Available data:

◇ ◇ ◇ ◇

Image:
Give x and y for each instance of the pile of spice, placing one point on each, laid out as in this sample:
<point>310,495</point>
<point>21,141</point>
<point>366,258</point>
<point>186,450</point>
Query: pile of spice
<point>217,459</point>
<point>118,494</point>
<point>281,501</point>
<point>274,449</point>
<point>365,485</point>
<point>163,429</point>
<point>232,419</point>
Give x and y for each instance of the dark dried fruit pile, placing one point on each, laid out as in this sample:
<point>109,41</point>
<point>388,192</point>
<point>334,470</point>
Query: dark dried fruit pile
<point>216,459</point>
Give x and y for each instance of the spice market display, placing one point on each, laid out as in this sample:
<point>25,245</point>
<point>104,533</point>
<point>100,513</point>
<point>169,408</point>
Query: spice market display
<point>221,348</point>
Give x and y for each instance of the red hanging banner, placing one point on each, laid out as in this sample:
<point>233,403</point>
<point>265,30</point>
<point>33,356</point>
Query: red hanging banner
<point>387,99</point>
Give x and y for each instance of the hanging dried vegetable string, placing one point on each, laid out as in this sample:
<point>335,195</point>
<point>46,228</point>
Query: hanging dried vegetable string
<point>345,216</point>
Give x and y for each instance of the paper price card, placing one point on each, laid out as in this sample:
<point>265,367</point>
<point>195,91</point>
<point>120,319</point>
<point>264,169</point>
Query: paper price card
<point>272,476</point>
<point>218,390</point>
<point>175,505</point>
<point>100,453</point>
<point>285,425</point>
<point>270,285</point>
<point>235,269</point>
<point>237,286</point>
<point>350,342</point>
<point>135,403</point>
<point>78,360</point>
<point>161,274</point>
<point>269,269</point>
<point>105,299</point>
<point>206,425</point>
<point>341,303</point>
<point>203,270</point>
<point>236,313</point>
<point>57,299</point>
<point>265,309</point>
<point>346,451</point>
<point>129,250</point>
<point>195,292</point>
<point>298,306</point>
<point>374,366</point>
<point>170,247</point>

◇ ◇ ◇ ◇

Directions: The response must consist solely of the lines from the top of the records through the line holding "<point>334,470</point>", copied word for word.

Output of the exercise:
Image:
Give x and y for each instance of the pile of spice, placing one point on each, laid out as in this sample:
<point>310,495</point>
<point>21,141</point>
<point>366,258</point>
<point>186,450</point>
Query: pile of spice
<point>217,459</point>
<point>118,494</point>
<point>281,501</point>
<point>274,449</point>
<point>365,485</point>
<point>163,429</point>
<point>232,419</point>
Give x and y for each instance of the dark dried fruit pile, placing one point on each, laid out as in this sample:
<point>109,41</point>
<point>388,192</point>
<point>334,470</point>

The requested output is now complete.